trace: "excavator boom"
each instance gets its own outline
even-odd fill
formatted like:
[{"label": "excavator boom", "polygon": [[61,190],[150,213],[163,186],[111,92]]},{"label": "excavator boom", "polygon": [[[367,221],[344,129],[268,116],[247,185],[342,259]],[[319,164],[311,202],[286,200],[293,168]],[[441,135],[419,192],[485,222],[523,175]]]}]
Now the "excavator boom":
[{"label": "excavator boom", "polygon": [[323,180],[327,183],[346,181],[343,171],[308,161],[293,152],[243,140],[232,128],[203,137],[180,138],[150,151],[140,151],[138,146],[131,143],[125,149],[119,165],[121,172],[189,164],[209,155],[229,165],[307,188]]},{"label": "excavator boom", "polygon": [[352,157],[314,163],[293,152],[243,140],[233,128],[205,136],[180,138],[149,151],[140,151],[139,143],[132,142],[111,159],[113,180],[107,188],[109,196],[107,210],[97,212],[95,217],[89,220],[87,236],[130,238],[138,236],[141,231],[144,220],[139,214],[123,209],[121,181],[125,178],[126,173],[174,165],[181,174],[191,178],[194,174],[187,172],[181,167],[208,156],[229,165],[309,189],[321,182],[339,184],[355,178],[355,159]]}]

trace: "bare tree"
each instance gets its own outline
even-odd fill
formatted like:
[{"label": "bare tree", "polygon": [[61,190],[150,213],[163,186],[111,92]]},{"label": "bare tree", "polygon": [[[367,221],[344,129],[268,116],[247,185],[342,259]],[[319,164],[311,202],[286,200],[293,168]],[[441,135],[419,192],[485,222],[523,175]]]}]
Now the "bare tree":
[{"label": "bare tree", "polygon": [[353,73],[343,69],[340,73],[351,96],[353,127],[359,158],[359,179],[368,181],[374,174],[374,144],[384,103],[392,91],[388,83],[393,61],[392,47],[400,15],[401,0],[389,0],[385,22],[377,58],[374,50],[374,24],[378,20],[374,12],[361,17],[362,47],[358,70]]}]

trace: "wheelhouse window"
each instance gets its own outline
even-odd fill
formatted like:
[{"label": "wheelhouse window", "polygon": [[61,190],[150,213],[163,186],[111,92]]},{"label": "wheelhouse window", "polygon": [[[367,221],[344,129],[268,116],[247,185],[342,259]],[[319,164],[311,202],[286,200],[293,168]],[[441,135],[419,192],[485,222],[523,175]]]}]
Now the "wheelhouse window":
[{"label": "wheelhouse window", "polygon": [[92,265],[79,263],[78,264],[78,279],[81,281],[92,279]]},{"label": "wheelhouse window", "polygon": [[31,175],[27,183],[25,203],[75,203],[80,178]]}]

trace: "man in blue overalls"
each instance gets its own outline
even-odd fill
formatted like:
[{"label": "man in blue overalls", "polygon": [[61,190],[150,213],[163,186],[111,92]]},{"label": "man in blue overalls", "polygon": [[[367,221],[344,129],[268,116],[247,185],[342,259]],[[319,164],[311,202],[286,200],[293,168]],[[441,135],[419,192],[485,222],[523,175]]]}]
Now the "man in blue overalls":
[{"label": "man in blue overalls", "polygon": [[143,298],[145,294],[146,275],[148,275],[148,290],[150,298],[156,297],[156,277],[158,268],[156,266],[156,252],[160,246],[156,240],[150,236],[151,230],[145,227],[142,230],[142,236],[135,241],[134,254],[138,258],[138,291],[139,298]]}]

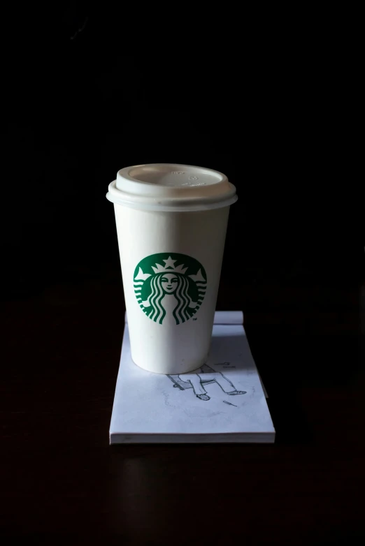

Instructions for the task - Show every line of the listing above that contains the string "tree", matching case exactly.

Finished task -
trace: "bare tree"
[{"label": "bare tree", "polygon": [[61,190],[150,213],[163,186],[111,92]]},{"label": "bare tree", "polygon": [[[367,221],[344,129],[268,116],[247,185],[342,259]],[[319,164],[311,202],[286,200],[293,168]],[[441,135],[419,192],[485,222],[523,175]]]}]
Now the "bare tree":
[{"label": "bare tree", "polygon": [[353,73],[343,69],[340,73],[351,96],[353,127],[359,158],[359,179],[368,181],[374,174],[374,144],[384,103],[392,91],[388,83],[393,61],[392,47],[400,15],[401,0],[389,0],[385,22],[377,58],[374,50],[374,24],[378,20],[374,12],[361,17],[362,47],[358,70]]}]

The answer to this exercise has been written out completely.